Listing -
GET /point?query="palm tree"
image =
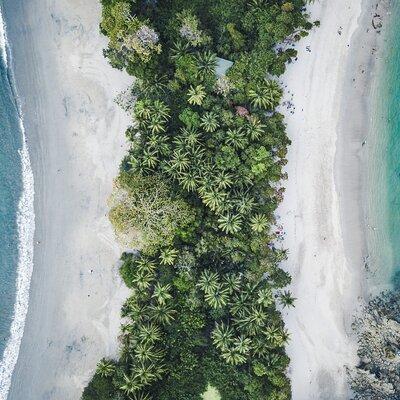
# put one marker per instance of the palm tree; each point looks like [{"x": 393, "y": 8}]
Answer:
[
  {"x": 206, "y": 64},
  {"x": 144, "y": 374},
  {"x": 208, "y": 281},
  {"x": 162, "y": 313},
  {"x": 156, "y": 124},
  {"x": 160, "y": 109},
  {"x": 267, "y": 96},
  {"x": 239, "y": 305},
  {"x": 276, "y": 336},
  {"x": 244, "y": 203},
  {"x": 147, "y": 352},
  {"x": 286, "y": 299},
  {"x": 105, "y": 368},
  {"x": 254, "y": 129},
  {"x": 149, "y": 333},
  {"x": 233, "y": 357},
  {"x": 242, "y": 345},
  {"x": 179, "y": 50},
  {"x": 259, "y": 223},
  {"x": 180, "y": 161},
  {"x": 213, "y": 198},
  {"x": 168, "y": 256},
  {"x": 196, "y": 95},
  {"x": 230, "y": 223},
  {"x": 162, "y": 293},
  {"x": 209, "y": 121},
  {"x": 149, "y": 159},
  {"x": 145, "y": 264},
  {"x": 142, "y": 280},
  {"x": 224, "y": 180},
  {"x": 260, "y": 347},
  {"x": 233, "y": 282},
  {"x": 236, "y": 138},
  {"x": 254, "y": 322},
  {"x": 217, "y": 298},
  {"x": 222, "y": 336},
  {"x": 189, "y": 180},
  {"x": 159, "y": 144},
  {"x": 265, "y": 297},
  {"x": 141, "y": 396},
  {"x": 130, "y": 385},
  {"x": 189, "y": 137},
  {"x": 142, "y": 110}
]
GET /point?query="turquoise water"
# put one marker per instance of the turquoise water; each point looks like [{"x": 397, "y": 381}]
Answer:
[
  {"x": 10, "y": 193},
  {"x": 384, "y": 162}
]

Short problem -
Quote the lines above word for word, leaving out the picture.

In response -
GET /point?query="palm tree"
image =
# put one marker per instance of the palm tree; each point looks like [{"x": 393, "y": 8}]
Answer:
[
  {"x": 206, "y": 64},
  {"x": 144, "y": 374},
  {"x": 208, "y": 281},
  {"x": 162, "y": 313},
  {"x": 156, "y": 124},
  {"x": 160, "y": 109},
  {"x": 267, "y": 96},
  {"x": 239, "y": 305},
  {"x": 276, "y": 336},
  {"x": 244, "y": 203},
  {"x": 147, "y": 352},
  {"x": 286, "y": 299},
  {"x": 105, "y": 368},
  {"x": 254, "y": 129},
  {"x": 149, "y": 333},
  {"x": 233, "y": 357},
  {"x": 242, "y": 345},
  {"x": 179, "y": 50},
  {"x": 259, "y": 223},
  {"x": 180, "y": 161},
  {"x": 213, "y": 198},
  {"x": 168, "y": 256},
  {"x": 196, "y": 95},
  {"x": 230, "y": 223},
  {"x": 162, "y": 293},
  {"x": 209, "y": 121},
  {"x": 149, "y": 159},
  {"x": 145, "y": 264},
  {"x": 142, "y": 280},
  {"x": 224, "y": 180},
  {"x": 260, "y": 347},
  {"x": 233, "y": 282},
  {"x": 236, "y": 138},
  {"x": 254, "y": 322},
  {"x": 217, "y": 298},
  {"x": 222, "y": 336},
  {"x": 189, "y": 180},
  {"x": 159, "y": 144},
  {"x": 265, "y": 297},
  {"x": 141, "y": 396},
  {"x": 130, "y": 385},
  {"x": 189, "y": 137},
  {"x": 142, "y": 110}
]
GET /point?query="turquoise water"
# put one marker per instance of the turquoise water; each point looks like [{"x": 397, "y": 381}]
Answer:
[
  {"x": 10, "y": 193},
  {"x": 384, "y": 162}
]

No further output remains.